**Region annotation entries:**
==========

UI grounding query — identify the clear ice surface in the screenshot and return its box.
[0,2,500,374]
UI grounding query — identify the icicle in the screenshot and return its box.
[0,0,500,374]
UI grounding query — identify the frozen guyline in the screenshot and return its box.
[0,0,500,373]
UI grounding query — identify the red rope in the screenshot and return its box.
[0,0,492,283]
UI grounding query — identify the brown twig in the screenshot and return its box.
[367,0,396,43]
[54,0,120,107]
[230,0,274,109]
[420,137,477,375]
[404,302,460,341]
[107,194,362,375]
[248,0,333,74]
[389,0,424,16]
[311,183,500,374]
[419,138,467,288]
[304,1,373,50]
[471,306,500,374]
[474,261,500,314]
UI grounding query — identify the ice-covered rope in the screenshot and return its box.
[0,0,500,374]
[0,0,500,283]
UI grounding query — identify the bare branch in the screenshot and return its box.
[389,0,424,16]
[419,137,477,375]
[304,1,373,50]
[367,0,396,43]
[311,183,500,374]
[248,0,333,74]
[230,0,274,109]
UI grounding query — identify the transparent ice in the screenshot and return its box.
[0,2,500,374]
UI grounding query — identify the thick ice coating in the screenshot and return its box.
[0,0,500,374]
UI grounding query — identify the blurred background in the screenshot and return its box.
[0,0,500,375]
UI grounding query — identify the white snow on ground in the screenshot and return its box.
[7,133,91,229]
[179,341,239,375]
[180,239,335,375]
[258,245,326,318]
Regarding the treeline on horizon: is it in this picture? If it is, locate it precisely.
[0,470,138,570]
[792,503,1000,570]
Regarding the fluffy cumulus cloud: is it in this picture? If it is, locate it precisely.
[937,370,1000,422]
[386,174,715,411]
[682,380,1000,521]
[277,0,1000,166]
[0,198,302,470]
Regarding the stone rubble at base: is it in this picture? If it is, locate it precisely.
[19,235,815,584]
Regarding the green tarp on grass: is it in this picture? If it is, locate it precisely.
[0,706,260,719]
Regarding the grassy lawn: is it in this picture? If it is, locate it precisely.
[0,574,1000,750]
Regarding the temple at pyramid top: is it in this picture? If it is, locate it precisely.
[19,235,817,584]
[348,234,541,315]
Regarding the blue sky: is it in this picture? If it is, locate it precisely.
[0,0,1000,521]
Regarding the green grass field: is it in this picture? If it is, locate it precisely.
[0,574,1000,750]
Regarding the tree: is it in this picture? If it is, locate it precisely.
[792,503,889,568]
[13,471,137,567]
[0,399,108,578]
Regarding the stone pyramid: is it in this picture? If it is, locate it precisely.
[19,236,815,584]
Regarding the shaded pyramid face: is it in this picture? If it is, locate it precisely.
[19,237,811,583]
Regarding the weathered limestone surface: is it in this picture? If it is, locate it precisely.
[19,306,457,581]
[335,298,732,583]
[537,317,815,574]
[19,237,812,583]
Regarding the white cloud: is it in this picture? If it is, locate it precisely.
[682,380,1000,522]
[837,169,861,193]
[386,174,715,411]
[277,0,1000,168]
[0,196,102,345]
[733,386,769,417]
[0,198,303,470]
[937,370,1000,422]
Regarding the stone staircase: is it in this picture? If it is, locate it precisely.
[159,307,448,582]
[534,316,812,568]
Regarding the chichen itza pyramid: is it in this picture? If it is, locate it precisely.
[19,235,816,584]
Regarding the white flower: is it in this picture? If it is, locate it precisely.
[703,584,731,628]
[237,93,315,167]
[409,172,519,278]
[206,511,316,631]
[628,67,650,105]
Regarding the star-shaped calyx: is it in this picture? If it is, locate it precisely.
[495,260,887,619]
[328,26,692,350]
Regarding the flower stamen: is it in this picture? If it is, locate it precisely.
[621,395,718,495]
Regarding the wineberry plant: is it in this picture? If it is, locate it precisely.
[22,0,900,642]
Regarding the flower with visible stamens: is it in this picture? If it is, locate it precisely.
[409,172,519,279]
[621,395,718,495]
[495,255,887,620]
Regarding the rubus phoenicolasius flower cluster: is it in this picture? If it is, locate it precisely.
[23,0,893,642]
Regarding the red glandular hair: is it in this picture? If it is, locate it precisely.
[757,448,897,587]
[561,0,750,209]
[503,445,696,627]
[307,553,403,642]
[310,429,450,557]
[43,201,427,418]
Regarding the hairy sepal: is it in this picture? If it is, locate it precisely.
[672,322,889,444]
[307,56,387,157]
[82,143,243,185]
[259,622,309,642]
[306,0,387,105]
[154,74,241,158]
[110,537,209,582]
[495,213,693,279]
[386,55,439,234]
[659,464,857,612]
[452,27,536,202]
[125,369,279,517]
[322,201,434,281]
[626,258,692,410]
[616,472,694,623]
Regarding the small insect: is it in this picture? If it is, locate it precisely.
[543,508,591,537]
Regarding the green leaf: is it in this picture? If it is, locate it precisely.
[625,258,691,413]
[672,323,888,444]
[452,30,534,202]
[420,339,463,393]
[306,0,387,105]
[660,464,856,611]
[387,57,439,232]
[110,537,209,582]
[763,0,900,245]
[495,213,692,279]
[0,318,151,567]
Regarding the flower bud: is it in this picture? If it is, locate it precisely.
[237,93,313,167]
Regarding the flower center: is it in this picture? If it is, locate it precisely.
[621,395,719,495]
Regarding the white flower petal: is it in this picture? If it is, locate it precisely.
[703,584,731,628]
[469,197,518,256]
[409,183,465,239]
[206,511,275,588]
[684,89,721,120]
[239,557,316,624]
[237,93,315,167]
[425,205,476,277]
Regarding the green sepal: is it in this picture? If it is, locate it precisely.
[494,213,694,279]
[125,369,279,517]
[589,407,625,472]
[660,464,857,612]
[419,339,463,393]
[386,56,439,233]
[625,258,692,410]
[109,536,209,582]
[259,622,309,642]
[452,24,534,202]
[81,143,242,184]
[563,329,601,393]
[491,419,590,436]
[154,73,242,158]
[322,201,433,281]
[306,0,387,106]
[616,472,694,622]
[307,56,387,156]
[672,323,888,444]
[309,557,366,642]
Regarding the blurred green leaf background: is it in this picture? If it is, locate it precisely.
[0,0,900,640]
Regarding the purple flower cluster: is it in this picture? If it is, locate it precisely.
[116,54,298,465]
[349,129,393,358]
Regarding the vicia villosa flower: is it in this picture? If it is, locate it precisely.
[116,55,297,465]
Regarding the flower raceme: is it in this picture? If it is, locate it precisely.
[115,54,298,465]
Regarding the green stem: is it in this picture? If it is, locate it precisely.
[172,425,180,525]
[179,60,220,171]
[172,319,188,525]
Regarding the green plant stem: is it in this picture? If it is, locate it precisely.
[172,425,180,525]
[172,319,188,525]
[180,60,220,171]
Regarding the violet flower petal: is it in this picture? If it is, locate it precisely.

==========

**Set task:**
Convert every row above into a JSON list of strings, one string per line, leaving out blank lines.

**The answer:**
[
  "UI grounding query — identify the clear ice surface in the screenshot and return its box.",
  "[0,2,500,374]",
  "UI grounding query — identify the icicle in the screenshot and return its box.",
  "[0,0,500,374]",
  "UI grounding query — identify the frozen guyline in the screenshot and return its box.",
  "[0,0,500,373]",
  "UI grounding query — identify the red rope in the screenshot and return its box.",
  "[0,0,492,283]",
  "UI grounding query — identify the brown twig in the screenshot and return its box.",
  "[367,0,396,43]",
  "[54,0,120,107]",
  "[230,0,274,109]",
  "[420,137,477,375]",
  "[404,302,460,341]",
  "[107,194,362,375]",
  "[248,0,333,74]",
  "[389,0,424,16]",
  "[311,183,500,374]",
  "[419,138,467,288]",
  "[304,1,373,50]",
  "[471,306,500,374]",
  "[474,261,500,314]",
  "UI grounding query — identify the ice-covered rope in the screenshot and return its box.",
  "[0,0,500,374]",
  "[0,0,500,283]",
  "UI grounding query — identify the bare branch in the screenshot and return its box.",
  "[389,0,424,16]",
  "[419,137,477,375]",
  "[304,1,373,50]",
  "[367,0,396,43]",
  "[311,183,500,374]",
  "[248,0,333,74]",
  "[230,0,274,109]",
  "UI grounding query — identify the transparent ice in the screenshot and return its box.",
  "[0,2,500,374]",
  "UI grounding query — identify the thick ice coating in the screenshot and return its box.",
  "[0,0,500,374]",
  "UI grounding query — identify the blurred background in the screenshot and return its box.",
  "[0,0,500,375]",
  "UI grounding query — identify the white snow on ground in the screenshot and return its box.",
  "[7,133,91,229]",
  "[179,341,239,375]",
  "[180,239,335,375]",
  "[258,245,326,318]",
  "Regarding the treeline on horizon: is it in this picture? If it is, locate it precisely.",
  "[0,470,138,570]",
  "[792,503,1000,570]",
  "Regarding the fluffy cumulus cloud: is it in this picture? If it is, locate it precisely.",
  "[937,370,1000,422]",
  "[386,174,715,411]",
  "[682,380,1000,521]",
  "[277,0,1000,166]",
  "[0,198,302,470]",
  "Regarding the stone rubble at base: is it in this picture? If it is, locate it precisely.",
  "[19,235,815,584]",
  "Regarding the green tarp on grass: is it in this picture? If it is, locate it precisely.",
  "[0,706,260,719]",
  "Regarding the grassy lawn: is it in this picture? If it is, locate it precisely.",
  "[0,574,1000,750]",
  "Regarding the temple at pyramid top: is it in this picture? If it is, locate it precisely.",
  "[19,235,817,584]",
  "[348,234,541,315]",
  "Regarding the blue sky: is it in this picture? If it is, locate it precisely.",
  "[0,0,1000,521]",
  "Regarding the green grass field: is it in this picture? If it is, locate it precisely.",
  "[0,574,1000,750]",
  "Regarding the tree: is it in this picture? If it is, locate it precisely.",
  "[792,503,889,568]",
  "[13,471,137,567]",
  "[0,399,108,578]",
  "Regarding the stone pyramid: is it in this picture? If it is, locate it precisely.",
  "[19,236,815,584]",
  "Regarding the shaded pyramid face: is it in this picture? If it is, locate it precisely.",
  "[19,237,811,583]",
  "Regarding the weathered limestone surface: is it in this picture? If it is, locate it precisely.",
  "[19,306,457,581]",
  "[335,298,732,583]",
  "[537,317,815,574]",
  "[19,237,812,583]",
  "Regarding the white cloud: is it in this picture? If it is, locate it precisely.",
  "[682,380,1000,522]",
  "[837,169,861,193]",
  "[386,174,715,411]",
  "[277,0,1000,168]",
  "[0,196,102,345]",
  "[733,386,769,417]",
  "[0,198,303,470]",
  "[937,370,1000,422]",
  "Regarding the stone staircase: is it in this picture? If it is, locate it precisely.",
  "[159,307,448,582]",
  "[534,316,812,568]",
  "Regarding the chichen itza pyramid: is it in this picture? If it is, locate it precisely.",
  "[19,235,816,584]",
  "Regarding the white flower: is it in this picture? If it is, locate it precisely.",
  "[703,584,731,628]",
  "[237,93,315,167]",
  "[409,172,519,278]",
  "[206,511,316,631]",
  "[628,67,650,105]",
  "Regarding the star-shaped calyx: is it in this picture? If it is, locate it precisely.",
  "[495,260,887,619]",
  "[328,26,692,350]",
  "Regarding the flower stamen: is it in this picture? If it is, locate it precisely.",
  "[621,395,718,495]",
  "Regarding the wineberry plant: is it in this picture? If it is, locate it precisely.",
  "[22,0,900,642]",
  "Regarding the flower with visible stamens: is it in this picture? If it is, locate it precisely.",
  "[409,172,519,279]",
  "[621,395,718,495]",
  "[495,255,887,620]",
  "Regarding the rubus phoenicolasius flower cluster: is it in this picture? If it is, locate it precisely.",
  "[23,0,893,642]",
  "Regarding the red glandular hair: is it in this picture? If it is, locate it precisely.",
  "[757,448,897,587]",
  "[561,0,750,209]",
  "[503,445,696,627]",
  "[307,553,403,642]",
  "[310,429,450,557]",
  "[43,201,427,418]",
  "Regarding the hairy sepal: is it in this picture? If it is, locate it precisely.",
  "[672,322,889,444]",
  "[307,56,387,157]",
  "[82,143,243,185]",
  "[259,622,309,642]",
  "[306,0,387,105]",
  "[154,74,241,158]",
  "[110,537,209,582]",
  "[495,213,693,279]",
  "[386,55,439,234]",
  "[659,464,857,612]",
  "[452,27,536,202]",
  "[125,369,279,517]",
  "[322,201,434,281]",
  "[626,258,692,410]",
  "[616,472,694,623]",
  "Regarding the small insect: is it in this picture? If it is, locate it precisely.",
  "[543,508,591,537]",
  "Regarding the green leaf: is it in this picture? If it is, locate it precisely.",
  "[625,258,691,413]",
  "[672,323,888,444]",
  "[452,30,534,202]",
  "[420,339,463,393]",
  "[306,0,387,105]",
  "[660,464,856,611]",
  "[387,57,439,232]",
  "[110,537,209,582]",
  "[763,0,900,245]",
  "[495,213,692,279]",
  "[0,318,151,567]",
  "Regarding the flower bud: is it in this picture? If it is, locate it precisely.",
  "[237,93,313,167]",
  "Regarding the flower center: is it in this picture? If it is, locate it precisely.",
  "[621,395,719,495]",
  "Regarding the white flower petal: is it in this picture? If it is, locate it precisely.",
  "[703,584,731,628]",
  "[469,197,518,256]",
  "[409,183,465,239]",
  "[206,511,275,588]",
  "[684,89,721,120]",
  "[239,557,316,624]",
  "[237,93,315,167]",
  "[425,205,476,277]",
  "Regarding the green sepal: is it in this picture? If it is, locate it precisely.",
  "[494,213,694,279]",
  "[125,369,279,517]",
  "[589,407,625,472]",
  "[660,464,857,612]",
  "[419,339,463,393]",
  "[386,56,439,233]",
  "[625,258,692,410]",
  "[109,536,209,582]",
  "[259,622,309,642]",
  "[452,24,534,202]",
  "[81,143,242,184]",
  "[563,329,601,393]",
  "[491,419,590,436]",
  "[154,73,242,158]",
  "[322,201,433,281]",
  "[306,0,387,106]",
  "[616,472,694,622]",
  "[307,56,387,156]",
  "[672,323,888,444]",
  "[309,557,366,642]",
  "Regarding the blurred green leaf background: is it in this picture? If it is, locate it precisely.",
  "[0,0,900,640]",
  "Regarding the purple flower cluster: is it in this picture? If it is, locate it precisely.",
  "[116,54,298,465]",
  "[349,129,393,358]",
  "Regarding the vicia villosa flower: is it in this picture? If it is, locate it precisely.",
  "[116,55,297,465]",
  "Regarding the flower raceme: is it in this picture? If it is, locate it precisely.",
  "[115,54,298,465]",
  "Regarding the green stem: is it in this picture? If it is, locate it precisely.",
  "[172,425,180,525]",
  "[179,60,220,171]",
  "[172,319,188,525]",
  "Regarding the green plant stem: is it in this picture? If it is, locate it precisely.",
  "[172,425,180,525]",
  "[172,319,188,525]",
  "[180,60,220,171]",
  "Regarding the violet flower petal: is it in this picture? If it is, locate it precisely."
]